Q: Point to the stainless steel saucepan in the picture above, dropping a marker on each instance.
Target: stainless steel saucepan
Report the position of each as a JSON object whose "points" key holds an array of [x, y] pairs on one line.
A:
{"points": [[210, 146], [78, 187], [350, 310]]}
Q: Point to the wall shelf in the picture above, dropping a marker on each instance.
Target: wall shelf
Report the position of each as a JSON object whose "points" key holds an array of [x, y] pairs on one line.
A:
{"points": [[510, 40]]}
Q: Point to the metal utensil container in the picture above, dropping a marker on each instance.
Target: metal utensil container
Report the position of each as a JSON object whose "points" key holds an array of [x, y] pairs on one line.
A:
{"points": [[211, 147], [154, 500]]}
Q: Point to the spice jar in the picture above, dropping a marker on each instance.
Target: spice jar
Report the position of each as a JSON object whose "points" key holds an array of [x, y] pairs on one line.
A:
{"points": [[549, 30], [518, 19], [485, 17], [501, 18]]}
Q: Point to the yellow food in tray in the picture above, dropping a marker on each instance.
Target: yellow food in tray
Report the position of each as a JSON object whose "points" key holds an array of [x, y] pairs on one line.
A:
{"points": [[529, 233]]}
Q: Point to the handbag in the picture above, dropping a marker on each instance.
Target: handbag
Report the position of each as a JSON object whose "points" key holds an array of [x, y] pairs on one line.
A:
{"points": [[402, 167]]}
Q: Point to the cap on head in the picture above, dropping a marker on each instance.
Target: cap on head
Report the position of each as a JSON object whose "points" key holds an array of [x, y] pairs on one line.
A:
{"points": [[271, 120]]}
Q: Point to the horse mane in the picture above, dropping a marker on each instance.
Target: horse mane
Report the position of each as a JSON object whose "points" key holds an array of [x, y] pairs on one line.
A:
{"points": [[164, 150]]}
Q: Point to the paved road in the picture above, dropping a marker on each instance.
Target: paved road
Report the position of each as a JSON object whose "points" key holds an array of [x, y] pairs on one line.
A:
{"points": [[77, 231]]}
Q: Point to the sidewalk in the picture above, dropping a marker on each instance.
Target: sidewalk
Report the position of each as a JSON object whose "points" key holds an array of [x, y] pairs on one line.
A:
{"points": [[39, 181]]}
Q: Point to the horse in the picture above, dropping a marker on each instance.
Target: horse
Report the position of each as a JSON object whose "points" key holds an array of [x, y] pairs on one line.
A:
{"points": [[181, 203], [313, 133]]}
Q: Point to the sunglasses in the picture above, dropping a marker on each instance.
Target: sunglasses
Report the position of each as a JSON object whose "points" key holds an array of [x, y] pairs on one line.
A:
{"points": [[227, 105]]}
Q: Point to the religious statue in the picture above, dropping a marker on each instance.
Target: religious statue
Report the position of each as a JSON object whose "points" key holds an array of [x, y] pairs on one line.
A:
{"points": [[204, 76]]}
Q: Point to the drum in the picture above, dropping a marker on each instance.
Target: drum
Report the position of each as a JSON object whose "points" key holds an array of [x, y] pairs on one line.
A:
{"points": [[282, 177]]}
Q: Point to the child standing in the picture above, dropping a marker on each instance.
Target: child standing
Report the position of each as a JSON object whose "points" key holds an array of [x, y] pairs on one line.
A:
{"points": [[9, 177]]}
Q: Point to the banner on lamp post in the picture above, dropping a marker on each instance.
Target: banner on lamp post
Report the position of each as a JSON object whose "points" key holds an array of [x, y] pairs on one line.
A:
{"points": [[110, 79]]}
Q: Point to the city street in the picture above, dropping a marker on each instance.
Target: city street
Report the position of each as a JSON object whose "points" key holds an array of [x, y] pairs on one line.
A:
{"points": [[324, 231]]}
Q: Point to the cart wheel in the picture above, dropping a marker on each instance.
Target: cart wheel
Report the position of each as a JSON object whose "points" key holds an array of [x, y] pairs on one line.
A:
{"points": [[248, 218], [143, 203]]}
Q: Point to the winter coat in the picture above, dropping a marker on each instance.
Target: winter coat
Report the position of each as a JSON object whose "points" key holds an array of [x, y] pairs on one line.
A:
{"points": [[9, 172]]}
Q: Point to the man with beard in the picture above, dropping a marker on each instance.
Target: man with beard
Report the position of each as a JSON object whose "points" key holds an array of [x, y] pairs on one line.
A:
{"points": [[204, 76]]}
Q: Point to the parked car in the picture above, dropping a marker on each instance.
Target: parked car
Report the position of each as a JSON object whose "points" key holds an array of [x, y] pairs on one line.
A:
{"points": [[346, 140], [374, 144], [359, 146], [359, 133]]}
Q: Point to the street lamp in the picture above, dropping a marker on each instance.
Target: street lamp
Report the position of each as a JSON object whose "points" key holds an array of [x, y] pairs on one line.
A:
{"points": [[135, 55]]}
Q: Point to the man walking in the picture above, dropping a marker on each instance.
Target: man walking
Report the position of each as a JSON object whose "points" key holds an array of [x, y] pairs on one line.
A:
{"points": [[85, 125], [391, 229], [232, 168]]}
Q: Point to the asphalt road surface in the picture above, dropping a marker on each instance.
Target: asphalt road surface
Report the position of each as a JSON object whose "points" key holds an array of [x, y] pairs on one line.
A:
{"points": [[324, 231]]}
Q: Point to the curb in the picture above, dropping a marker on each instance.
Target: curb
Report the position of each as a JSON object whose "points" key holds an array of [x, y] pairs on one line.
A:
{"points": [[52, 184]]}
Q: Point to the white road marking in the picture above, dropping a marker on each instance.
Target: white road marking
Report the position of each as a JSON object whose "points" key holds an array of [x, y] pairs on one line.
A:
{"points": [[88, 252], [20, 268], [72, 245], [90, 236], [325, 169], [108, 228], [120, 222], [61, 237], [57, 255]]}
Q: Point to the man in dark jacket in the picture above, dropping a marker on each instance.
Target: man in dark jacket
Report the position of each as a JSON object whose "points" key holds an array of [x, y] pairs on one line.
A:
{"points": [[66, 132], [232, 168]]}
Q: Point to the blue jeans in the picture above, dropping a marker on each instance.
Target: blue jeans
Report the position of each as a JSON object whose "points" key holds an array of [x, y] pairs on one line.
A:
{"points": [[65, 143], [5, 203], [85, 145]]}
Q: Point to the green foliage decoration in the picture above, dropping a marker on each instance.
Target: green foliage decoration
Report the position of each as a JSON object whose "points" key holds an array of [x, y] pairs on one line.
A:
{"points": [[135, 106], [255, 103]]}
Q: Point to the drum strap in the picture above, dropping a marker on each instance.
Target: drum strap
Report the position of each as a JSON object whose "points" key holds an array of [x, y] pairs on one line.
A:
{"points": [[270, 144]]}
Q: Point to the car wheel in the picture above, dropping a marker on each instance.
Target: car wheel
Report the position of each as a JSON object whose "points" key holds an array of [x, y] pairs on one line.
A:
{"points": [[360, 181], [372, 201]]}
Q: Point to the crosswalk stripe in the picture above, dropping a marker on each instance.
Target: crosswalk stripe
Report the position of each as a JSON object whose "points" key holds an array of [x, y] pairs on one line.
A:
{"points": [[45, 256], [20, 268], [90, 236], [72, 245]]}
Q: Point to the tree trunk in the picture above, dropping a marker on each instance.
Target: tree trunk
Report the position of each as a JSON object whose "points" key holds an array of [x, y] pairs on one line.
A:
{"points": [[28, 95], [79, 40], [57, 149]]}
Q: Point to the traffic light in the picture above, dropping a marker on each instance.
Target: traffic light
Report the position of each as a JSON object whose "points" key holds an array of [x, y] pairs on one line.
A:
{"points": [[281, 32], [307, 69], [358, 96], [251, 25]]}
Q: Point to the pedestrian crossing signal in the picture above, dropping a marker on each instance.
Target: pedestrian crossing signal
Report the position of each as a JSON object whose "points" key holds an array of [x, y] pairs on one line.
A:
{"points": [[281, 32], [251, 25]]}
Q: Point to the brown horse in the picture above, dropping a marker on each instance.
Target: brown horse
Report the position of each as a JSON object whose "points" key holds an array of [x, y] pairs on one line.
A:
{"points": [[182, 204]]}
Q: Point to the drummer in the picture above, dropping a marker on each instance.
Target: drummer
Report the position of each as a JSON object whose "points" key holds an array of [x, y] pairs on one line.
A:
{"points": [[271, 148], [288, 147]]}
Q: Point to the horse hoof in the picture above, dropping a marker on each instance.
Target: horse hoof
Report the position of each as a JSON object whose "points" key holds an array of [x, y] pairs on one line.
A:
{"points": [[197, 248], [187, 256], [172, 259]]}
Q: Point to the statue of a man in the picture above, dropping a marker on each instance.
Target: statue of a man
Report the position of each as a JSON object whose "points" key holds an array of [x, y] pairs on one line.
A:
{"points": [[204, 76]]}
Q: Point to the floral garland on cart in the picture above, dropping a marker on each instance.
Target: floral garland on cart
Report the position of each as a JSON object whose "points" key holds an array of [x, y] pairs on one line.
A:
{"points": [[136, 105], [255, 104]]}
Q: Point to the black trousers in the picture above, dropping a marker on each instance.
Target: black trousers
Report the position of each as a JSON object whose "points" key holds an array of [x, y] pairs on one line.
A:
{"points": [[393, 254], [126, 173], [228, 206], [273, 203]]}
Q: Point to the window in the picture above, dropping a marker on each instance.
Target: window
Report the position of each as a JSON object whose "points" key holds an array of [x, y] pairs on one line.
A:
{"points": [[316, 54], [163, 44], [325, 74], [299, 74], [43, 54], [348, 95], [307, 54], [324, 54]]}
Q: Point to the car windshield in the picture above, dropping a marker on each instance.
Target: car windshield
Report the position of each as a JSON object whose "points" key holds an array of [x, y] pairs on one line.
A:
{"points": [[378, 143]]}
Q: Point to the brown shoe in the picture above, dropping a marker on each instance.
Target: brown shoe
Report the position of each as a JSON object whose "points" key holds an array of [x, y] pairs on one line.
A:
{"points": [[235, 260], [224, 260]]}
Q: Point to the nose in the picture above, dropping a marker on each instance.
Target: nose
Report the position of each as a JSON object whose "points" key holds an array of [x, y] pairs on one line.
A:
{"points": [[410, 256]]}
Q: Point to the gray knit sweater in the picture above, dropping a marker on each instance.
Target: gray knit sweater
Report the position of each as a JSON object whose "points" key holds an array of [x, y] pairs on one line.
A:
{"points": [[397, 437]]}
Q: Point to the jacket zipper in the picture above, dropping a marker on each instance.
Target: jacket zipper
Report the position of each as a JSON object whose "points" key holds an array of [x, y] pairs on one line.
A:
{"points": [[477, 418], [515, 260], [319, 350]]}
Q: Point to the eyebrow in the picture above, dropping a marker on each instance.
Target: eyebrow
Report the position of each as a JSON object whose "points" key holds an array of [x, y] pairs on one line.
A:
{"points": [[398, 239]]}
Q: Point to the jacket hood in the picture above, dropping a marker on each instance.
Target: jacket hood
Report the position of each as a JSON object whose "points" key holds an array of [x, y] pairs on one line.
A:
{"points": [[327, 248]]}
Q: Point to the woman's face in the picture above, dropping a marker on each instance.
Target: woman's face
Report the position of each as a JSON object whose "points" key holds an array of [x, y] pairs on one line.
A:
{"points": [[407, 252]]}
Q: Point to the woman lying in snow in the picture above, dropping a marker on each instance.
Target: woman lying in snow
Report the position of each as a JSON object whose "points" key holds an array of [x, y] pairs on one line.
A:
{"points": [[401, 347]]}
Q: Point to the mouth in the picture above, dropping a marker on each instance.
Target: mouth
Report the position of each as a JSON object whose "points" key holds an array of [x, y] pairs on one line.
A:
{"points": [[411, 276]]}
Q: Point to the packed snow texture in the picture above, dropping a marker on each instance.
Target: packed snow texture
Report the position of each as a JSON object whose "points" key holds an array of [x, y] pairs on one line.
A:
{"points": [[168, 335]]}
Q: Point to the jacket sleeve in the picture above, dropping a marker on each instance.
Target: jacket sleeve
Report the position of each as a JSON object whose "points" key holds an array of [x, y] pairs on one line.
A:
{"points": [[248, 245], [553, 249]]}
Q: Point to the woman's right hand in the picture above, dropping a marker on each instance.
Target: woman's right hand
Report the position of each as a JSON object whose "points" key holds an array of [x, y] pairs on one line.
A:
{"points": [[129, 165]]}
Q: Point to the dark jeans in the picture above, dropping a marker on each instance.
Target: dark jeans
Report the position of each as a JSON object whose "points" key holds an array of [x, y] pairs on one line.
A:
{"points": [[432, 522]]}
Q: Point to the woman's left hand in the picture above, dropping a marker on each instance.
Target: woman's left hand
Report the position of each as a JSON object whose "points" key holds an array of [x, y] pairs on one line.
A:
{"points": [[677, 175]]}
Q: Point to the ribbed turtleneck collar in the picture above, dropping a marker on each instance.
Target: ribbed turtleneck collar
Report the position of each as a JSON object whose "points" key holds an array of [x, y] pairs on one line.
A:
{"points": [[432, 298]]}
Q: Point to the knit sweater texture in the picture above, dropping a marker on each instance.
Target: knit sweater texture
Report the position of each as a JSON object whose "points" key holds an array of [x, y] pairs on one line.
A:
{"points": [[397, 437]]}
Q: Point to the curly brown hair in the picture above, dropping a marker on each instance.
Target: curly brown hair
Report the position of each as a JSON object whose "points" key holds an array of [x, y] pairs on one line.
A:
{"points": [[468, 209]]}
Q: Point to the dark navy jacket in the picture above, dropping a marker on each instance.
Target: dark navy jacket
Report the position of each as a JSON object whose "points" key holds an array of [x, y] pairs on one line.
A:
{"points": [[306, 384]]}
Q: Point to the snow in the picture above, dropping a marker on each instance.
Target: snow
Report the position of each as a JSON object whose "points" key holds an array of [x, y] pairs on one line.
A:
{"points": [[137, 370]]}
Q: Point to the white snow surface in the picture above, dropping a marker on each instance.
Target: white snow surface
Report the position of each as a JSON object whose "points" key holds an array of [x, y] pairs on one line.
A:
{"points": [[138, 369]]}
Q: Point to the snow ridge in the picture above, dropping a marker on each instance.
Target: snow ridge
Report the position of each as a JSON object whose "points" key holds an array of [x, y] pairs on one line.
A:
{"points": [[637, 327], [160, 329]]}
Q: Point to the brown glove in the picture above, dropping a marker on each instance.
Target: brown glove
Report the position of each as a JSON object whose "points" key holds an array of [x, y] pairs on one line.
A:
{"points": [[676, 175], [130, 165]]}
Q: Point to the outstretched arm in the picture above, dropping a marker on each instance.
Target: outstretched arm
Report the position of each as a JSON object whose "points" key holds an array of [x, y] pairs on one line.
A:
====
EXERCISE PROMPT: Among the lines above, find those with the word "packed". Copy them.

ANSWER SECTION:
Q: Point to the packed snow texture in the picture above, dropping a marker on each instance.
Target: packed snow texture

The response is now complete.